▸ EXERCISE DATA:
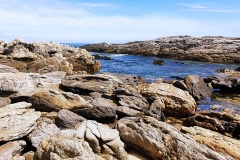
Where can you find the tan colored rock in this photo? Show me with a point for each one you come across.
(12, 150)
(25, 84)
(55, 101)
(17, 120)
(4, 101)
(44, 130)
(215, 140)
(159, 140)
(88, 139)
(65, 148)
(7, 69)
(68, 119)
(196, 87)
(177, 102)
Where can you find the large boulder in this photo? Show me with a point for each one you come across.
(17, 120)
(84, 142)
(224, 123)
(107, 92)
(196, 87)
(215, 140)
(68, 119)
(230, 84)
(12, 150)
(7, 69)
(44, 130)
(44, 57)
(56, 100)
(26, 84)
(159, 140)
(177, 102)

▸ GIVEN EXERCISE: Nothing in the entries should change as you copy them, except that the pictures are left out.

▸ ANSWER TO THIS EXERCISE:
Where can you find the tan colored rock in this photo? Show me with a point for each one you come across.
(12, 150)
(25, 84)
(55, 101)
(17, 120)
(4, 101)
(44, 130)
(215, 140)
(159, 140)
(88, 139)
(65, 148)
(7, 69)
(68, 119)
(196, 87)
(177, 102)
Where can you find the large boulder in this photo? Show me with a point for each one you come across.
(17, 120)
(84, 142)
(224, 123)
(107, 92)
(196, 87)
(215, 140)
(68, 119)
(230, 84)
(12, 150)
(7, 69)
(44, 130)
(44, 57)
(56, 100)
(26, 84)
(159, 140)
(177, 102)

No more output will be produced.